*TASK INSTRUCTIONS*. Please turn the lines of all the records below into a single numbered list, leaving out any blank lines.

*LISTED ENTRIES*.
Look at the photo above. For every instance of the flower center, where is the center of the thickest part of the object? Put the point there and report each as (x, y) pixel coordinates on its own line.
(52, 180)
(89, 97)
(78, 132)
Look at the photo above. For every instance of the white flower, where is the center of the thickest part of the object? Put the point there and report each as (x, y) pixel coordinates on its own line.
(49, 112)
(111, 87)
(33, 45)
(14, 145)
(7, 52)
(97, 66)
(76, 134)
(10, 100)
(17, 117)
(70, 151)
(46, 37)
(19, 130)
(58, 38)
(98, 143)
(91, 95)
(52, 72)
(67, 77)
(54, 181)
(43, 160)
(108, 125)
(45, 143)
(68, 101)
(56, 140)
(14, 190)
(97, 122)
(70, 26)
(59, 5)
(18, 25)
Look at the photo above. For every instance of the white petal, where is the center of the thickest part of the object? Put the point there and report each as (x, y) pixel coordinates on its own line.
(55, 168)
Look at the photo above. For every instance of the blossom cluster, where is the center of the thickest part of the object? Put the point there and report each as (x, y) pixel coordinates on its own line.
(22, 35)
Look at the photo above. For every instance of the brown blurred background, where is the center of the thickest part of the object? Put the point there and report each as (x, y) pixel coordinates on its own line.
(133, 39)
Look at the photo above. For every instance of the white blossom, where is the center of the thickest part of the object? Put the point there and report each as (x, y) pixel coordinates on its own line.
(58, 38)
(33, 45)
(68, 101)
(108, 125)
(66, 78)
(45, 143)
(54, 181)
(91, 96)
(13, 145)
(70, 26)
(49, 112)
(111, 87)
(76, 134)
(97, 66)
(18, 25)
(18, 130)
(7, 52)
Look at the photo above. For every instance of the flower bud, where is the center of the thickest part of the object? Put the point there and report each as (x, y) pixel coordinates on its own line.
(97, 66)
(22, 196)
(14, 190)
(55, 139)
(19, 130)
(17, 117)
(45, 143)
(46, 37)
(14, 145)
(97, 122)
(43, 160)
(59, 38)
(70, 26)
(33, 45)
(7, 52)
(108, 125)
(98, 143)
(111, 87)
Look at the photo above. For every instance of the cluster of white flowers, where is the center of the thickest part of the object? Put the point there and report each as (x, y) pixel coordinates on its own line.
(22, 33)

*SOLUTION TO THIS EXERCISE*.
1. Look at the photo above. For every instance of the flower center, where is the center of the thickest part of the object? Put the point there and report each as (x, y) pixel coordinates on its own line.
2. (52, 180)
3. (89, 97)
4. (78, 132)
5. Look at the photo above. For every instance of the white flower, where is the center of the thickest part of the object? Put the point there and report each as (x, y) pixel coordinates on its own line.
6. (49, 112)
7. (111, 87)
8. (33, 45)
9. (14, 145)
10. (7, 52)
11. (97, 66)
12. (76, 134)
13. (10, 100)
14. (17, 117)
15. (70, 151)
16. (46, 37)
17. (19, 130)
18. (58, 38)
19. (98, 143)
20. (91, 95)
21. (52, 72)
22. (67, 77)
23. (54, 181)
24. (43, 160)
25. (108, 125)
26. (45, 143)
27. (68, 101)
28. (56, 140)
29. (14, 190)
30. (97, 122)
31. (70, 26)
32. (59, 5)
33. (18, 25)
34. Look at the photo above. For every instance of the white petal, where is the center of the thickest part of the object? Put the point there and report each as (x, y) pixel coordinates on its own line.
35. (55, 168)
36. Look at the photo above. For every instance of the blossom cluster, where is the center of the thickest part of the object? Put the point there and report each as (x, y) pixel coordinates on its own line.
37. (22, 35)
38. Look at the photo above. For every instance of the brown blurred background, where is the center of the thickest part of the object? Put the point there and report each as (x, y) pixel coordinates on its own line.
39. (133, 39)
40. Look at the photo above. For every instance of the white blossom, where is the center of the thickest part of the object? Put the point there and report each as (x, y) pixel coordinates on its own line.
41. (58, 38)
42. (33, 45)
43. (68, 101)
44. (108, 125)
45. (66, 78)
46. (45, 143)
47. (54, 181)
48. (91, 96)
49. (13, 145)
50. (70, 26)
51. (49, 112)
52. (111, 87)
53. (76, 134)
54. (97, 66)
55. (18, 25)
56. (18, 130)
57. (7, 52)
58. Look at the photo above. For every instance of the flower bud, where is the center of the thickest part of the object? Put the point there and report each as (x, y) pixel coordinates on its own line.
59. (97, 66)
60. (22, 196)
61. (14, 190)
62. (55, 139)
63. (19, 130)
64. (17, 117)
65. (45, 143)
66. (46, 37)
67. (14, 145)
68. (97, 122)
69. (43, 160)
70. (59, 38)
71. (70, 26)
72. (33, 45)
73. (7, 52)
74. (108, 125)
75. (98, 143)
76. (111, 87)
77. Look at the photo above. For every instance of the cluster of white flowers, where is the center of the thickest part of the object? Put the point there and report each as (x, y) pixel coordinates on its own line.
78. (22, 33)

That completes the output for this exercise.